What you will do: Set down every entry below exactly as it stands.

(Stored records)

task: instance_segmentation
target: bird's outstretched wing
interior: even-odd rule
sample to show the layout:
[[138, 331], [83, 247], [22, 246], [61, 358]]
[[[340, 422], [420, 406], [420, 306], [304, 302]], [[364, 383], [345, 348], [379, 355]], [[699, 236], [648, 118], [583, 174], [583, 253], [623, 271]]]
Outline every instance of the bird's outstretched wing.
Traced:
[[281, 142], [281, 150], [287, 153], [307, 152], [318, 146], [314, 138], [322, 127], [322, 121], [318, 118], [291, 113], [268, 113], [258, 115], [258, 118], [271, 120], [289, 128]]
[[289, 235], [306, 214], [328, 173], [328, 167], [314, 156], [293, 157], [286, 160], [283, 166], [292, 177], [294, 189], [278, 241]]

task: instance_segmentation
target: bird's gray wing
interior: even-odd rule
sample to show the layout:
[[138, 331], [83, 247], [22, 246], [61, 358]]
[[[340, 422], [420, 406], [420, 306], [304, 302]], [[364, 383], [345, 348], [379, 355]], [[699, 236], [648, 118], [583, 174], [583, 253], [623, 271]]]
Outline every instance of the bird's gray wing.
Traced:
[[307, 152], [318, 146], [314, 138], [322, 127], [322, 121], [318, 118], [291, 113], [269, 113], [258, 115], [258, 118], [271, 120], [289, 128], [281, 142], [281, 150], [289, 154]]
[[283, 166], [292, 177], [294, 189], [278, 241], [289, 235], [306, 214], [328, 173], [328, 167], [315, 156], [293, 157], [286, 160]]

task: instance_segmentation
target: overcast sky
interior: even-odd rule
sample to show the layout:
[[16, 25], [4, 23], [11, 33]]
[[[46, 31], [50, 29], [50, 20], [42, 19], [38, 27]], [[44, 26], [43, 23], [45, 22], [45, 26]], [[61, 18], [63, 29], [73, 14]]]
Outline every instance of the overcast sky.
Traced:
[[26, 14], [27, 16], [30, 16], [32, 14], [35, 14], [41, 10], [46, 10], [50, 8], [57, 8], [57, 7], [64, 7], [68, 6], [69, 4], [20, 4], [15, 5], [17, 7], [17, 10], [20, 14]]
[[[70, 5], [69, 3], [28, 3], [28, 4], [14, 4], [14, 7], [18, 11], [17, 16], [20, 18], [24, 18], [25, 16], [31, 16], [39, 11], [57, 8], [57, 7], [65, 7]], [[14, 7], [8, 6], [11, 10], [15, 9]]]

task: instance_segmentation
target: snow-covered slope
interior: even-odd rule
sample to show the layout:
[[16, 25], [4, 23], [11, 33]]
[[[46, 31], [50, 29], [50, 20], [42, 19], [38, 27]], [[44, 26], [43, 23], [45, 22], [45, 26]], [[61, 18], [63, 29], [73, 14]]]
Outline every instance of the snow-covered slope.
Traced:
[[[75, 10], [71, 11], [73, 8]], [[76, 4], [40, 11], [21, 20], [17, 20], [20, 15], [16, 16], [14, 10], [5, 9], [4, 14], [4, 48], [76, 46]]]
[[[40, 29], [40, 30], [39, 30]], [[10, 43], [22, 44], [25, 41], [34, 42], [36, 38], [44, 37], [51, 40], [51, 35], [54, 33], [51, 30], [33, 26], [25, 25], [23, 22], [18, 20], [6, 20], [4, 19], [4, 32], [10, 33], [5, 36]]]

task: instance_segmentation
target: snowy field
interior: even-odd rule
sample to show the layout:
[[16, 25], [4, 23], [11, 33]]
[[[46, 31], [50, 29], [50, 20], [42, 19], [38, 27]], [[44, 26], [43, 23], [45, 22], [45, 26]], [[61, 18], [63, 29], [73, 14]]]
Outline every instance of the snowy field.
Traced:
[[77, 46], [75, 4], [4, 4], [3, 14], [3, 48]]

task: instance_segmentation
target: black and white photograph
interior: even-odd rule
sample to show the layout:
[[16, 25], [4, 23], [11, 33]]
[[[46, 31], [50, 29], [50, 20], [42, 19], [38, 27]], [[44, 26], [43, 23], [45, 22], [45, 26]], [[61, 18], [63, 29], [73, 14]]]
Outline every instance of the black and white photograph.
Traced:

Result below:
task: instance_segmentation
target: bird's outstretched wing
interior: even-odd rule
sample to show the layout:
[[138, 331], [83, 247], [22, 246], [61, 358]]
[[[340, 422], [420, 406], [420, 306], [304, 302]], [[364, 383], [345, 348], [379, 355]], [[699, 236], [648, 118], [583, 174], [583, 253], [623, 271]]]
Outline every instance of the bird's outstretched wing.
Traced:
[[281, 142], [281, 150], [287, 153], [307, 152], [318, 146], [314, 138], [322, 127], [322, 121], [318, 118], [291, 113], [268, 113], [258, 115], [258, 118], [271, 120], [289, 128]]
[[289, 235], [306, 214], [328, 173], [328, 167], [314, 156], [293, 157], [286, 160], [283, 166], [292, 177], [294, 189], [278, 241]]

task: instance_segmentation
target: bird's gray wing
interior: even-odd rule
sample to show the layout:
[[138, 331], [83, 247], [22, 246], [61, 358]]
[[[340, 422], [420, 406], [420, 306], [304, 302]], [[364, 383], [345, 348], [379, 355]], [[699, 236], [648, 118], [583, 174], [583, 253], [623, 271]]]
Outline every instance of the bird's gray wing.
Traced:
[[307, 152], [318, 146], [314, 138], [322, 127], [322, 121], [318, 118], [291, 113], [269, 113], [258, 115], [258, 118], [271, 120], [289, 128], [281, 142], [281, 150], [289, 154]]
[[283, 166], [292, 177], [294, 189], [278, 241], [289, 235], [306, 214], [328, 173], [328, 167], [315, 156], [293, 157], [286, 160]]

task: instance_segmentation
target: overcast sky
interior: even-odd rule
sample to show the layout:
[[16, 25], [4, 23], [11, 33]]
[[[46, 31], [50, 29], [50, 20], [42, 19], [38, 27]], [[44, 26], [43, 23], [45, 22], [45, 26]], [[61, 18], [63, 29], [73, 14]]]
Outline every instance of the overcast sky.
Traced:
[[26, 14], [27, 16], [30, 16], [32, 14], [35, 14], [41, 10], [46, 10], [50, 8], [57, 8], [57, 7], [64, 7], [68, 6], [69, 4], [20, 4], [15, 5], [17, 7], [17, 10], [20, 14]]
[[[70, 5], [69, 3], [28, 3], [28, 4], [14, 4], [14, 7], [18, 11], [17, 16], [20, 18], [24, 18], [25, 16], [31, 16], [39, 11], [57, 8], [57, 7], [65, 7]], [[14, 7], [8, 6], [11, 10], [15, 9]]]

task: instance_segmentation
target: snow-covered slope
interior: even-odd rule
sample to show the layout:
[[16, 25], [4, 23], [11, 33]]
[[[46, 31], [50, 29], [50, 20], [42, 19], [38, 27]], [[44, 26], [43, 23], [45, 22], [45, 26]], [[61, 18], [63, 29], [73, 14]]]
Outline every instance of the snow-covered slope.
Traced:
[[[75, 10], [71, 11], [73, 8]], [[76, 4], [40, 11], [21, 20], [17, 20], [20, 15], [16, 16], [14, 10], [5, 9], [4, 14], [4, 48], [76, 46]]]
[[[40, 29], [40, 30], [39, 30]], [[10, 43], [22, 44], [25, 41], [34, 42], [36, 38], [44, 37], [51, 40], [51, 35], [54, 33], [51, 30], [33, 26], [25, 25], [23, 22], [18, 20], [6, 20], [4, 19], [4, 32], [10, 33], [5, 36]]]

task: instance_segmentation
target: snowy field
interior: even-odd rule
sample to show the layout:
[[16, 25], [4, 23], [11, 33]]
[[[46, 31], [50, 29], [50, 20], [42, 19], [38, 27]], [[44, 26], [43, 23], [45, 22], [45, 26]], [[61, 18], [63, 29], [73, 14]]]
Outline every instance of the snowy field.
Traced:
[[77, 46], [75, 4], [4, 4], [3, 14], [3, 48]]

task: instance_segmentation
target: black and white photograph
interior: even-odd rule
sample to show the layout:
[[16, 25], [4, 23], [11, 33]]
[[[46, 31], [50, 29], [50, 20], [42, 19], [38, 27]], [[44, 26], [43, 23], [45, 22], [45, 26]], [[61, 18], [63, 29], [73, 14]]]
Outline every instance of the black and white photograph.
Traced:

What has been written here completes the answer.